• [Exercise requirements]: Every line with the word "table" in it should be extracted from the data that follows.

• [Input data]:
========

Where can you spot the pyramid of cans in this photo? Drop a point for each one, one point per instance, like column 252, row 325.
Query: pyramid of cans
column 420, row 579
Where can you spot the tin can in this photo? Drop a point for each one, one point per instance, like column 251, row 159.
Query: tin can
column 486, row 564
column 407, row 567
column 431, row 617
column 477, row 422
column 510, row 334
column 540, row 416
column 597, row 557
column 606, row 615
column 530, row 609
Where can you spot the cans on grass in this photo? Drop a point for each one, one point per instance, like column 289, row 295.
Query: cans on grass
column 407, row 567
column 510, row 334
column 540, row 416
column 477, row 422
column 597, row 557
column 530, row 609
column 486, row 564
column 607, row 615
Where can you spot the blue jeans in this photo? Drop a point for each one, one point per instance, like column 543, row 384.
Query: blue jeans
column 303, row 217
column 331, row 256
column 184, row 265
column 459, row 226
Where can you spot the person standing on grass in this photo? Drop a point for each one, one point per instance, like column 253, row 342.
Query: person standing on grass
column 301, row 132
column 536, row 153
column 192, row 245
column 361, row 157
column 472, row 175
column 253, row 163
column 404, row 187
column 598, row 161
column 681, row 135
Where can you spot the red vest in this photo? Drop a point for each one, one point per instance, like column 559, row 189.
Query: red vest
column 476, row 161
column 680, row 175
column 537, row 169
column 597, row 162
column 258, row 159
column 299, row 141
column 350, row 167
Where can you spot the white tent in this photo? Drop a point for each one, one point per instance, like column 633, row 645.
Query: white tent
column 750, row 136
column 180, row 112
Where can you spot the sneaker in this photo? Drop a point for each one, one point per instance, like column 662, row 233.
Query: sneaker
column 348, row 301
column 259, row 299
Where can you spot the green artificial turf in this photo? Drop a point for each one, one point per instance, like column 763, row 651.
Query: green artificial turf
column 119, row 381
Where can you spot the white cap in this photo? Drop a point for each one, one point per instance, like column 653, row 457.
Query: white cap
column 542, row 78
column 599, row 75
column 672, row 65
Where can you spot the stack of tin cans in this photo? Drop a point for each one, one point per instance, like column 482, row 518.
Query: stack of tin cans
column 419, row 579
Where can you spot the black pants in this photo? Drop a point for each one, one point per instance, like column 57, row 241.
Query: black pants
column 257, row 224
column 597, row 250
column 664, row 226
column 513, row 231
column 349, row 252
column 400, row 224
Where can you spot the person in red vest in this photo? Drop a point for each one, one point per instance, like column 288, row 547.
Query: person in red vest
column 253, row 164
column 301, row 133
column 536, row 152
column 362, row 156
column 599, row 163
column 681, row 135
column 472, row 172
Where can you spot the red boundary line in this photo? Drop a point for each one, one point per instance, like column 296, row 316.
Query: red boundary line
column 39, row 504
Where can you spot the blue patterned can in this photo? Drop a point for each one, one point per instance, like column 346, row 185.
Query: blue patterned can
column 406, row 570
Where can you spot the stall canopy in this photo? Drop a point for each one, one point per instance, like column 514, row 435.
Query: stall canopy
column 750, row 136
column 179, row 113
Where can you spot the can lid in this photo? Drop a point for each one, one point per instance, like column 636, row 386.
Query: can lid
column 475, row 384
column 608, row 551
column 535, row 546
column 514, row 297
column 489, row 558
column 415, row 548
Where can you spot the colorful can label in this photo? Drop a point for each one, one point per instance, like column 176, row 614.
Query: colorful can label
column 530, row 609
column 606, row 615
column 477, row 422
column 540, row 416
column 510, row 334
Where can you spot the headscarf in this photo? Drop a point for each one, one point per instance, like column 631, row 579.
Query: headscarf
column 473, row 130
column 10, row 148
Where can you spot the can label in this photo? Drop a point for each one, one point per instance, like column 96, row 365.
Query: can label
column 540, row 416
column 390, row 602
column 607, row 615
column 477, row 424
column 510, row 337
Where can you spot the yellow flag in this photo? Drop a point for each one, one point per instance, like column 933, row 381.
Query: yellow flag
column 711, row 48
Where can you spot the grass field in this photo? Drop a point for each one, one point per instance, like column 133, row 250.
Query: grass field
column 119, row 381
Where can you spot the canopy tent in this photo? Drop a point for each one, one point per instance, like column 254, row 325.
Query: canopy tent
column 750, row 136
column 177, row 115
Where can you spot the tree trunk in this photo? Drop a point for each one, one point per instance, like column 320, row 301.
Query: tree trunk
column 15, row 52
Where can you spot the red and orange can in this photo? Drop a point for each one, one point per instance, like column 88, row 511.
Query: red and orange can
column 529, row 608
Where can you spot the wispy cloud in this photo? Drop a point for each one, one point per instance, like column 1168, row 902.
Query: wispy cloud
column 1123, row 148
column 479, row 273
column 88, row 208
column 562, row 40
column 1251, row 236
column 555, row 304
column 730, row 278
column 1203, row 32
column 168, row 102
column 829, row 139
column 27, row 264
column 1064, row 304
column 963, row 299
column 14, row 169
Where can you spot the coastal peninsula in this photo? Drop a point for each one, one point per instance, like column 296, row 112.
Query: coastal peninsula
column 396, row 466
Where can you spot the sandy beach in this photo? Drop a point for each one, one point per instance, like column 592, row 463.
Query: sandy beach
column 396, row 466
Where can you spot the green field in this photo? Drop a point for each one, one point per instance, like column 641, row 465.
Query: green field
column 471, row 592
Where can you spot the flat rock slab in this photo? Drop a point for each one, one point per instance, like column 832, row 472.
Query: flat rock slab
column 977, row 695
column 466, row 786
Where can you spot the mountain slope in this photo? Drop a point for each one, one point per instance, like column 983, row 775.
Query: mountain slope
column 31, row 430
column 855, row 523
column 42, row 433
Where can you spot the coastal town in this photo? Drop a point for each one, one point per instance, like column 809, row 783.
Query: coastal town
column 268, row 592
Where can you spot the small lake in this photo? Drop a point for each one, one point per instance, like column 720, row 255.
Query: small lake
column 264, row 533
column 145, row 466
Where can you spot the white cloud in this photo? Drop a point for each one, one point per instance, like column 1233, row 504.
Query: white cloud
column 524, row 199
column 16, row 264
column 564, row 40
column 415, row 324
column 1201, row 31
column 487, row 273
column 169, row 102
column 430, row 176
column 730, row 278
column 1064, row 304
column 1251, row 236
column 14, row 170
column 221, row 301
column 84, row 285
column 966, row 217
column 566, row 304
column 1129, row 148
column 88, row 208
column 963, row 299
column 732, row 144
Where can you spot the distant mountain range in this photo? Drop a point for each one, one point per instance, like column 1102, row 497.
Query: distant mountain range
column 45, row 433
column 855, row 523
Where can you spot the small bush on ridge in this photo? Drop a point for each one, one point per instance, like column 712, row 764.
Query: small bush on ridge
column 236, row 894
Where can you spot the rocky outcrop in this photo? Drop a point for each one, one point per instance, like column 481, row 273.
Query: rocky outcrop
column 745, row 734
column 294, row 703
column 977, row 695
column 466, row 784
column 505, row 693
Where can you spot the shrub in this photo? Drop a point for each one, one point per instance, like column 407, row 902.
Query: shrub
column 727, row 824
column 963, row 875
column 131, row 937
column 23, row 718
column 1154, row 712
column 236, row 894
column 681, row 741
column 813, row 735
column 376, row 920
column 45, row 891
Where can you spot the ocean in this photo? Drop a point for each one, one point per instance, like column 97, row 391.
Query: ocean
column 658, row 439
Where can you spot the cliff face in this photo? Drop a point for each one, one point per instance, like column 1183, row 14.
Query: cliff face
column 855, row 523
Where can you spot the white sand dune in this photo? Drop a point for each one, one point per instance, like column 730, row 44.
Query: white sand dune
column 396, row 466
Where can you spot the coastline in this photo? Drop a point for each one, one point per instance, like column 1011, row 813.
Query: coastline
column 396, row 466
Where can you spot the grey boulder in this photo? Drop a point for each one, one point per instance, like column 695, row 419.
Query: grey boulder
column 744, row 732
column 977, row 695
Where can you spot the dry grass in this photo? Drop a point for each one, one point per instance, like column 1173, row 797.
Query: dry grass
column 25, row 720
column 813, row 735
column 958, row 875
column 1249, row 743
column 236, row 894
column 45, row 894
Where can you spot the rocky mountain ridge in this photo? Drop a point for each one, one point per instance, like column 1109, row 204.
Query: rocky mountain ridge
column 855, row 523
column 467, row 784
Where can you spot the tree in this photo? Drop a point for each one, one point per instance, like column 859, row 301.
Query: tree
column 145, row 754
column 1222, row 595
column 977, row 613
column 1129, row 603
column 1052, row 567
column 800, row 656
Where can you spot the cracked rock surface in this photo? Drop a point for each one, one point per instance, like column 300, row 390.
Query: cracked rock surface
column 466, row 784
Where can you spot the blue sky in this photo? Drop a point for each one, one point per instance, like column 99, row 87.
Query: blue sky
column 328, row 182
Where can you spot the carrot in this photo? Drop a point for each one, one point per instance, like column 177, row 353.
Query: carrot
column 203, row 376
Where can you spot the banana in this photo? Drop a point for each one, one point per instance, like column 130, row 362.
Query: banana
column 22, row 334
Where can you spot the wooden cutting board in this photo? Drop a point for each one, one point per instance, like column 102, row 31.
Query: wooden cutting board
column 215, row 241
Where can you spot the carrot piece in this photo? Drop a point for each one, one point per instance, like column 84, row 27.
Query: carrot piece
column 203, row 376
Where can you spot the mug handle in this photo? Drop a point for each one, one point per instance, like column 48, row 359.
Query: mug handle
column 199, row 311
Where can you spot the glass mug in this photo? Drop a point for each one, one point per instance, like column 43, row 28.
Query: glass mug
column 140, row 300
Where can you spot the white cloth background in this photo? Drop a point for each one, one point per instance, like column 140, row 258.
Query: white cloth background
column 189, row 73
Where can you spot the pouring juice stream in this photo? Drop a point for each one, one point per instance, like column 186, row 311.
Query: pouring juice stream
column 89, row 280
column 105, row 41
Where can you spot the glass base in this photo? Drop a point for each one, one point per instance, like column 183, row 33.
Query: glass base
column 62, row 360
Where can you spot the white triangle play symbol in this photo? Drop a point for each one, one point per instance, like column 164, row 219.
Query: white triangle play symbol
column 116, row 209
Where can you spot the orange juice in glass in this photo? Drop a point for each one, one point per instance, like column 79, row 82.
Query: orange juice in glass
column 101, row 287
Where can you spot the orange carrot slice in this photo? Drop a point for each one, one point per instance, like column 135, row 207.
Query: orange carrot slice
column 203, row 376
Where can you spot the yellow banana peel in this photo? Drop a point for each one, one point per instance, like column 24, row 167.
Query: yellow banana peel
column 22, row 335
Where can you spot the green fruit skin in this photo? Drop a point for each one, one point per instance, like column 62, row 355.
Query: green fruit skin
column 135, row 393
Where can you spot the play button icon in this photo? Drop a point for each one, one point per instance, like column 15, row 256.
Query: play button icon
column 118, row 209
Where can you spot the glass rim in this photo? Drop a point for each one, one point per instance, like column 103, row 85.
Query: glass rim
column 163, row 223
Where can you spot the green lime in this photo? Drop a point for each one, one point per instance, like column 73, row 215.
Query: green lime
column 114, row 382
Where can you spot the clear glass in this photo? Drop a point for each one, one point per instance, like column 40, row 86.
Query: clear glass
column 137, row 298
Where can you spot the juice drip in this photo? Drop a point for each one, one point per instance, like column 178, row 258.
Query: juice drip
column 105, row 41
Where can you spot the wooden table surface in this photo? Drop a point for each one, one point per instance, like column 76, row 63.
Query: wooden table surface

========

• [The completed task]:
Where can you spot the wooden table surface in this photo? Drop a point for each one, one point per instance, like column 76, row 63.
Query: wooden table surface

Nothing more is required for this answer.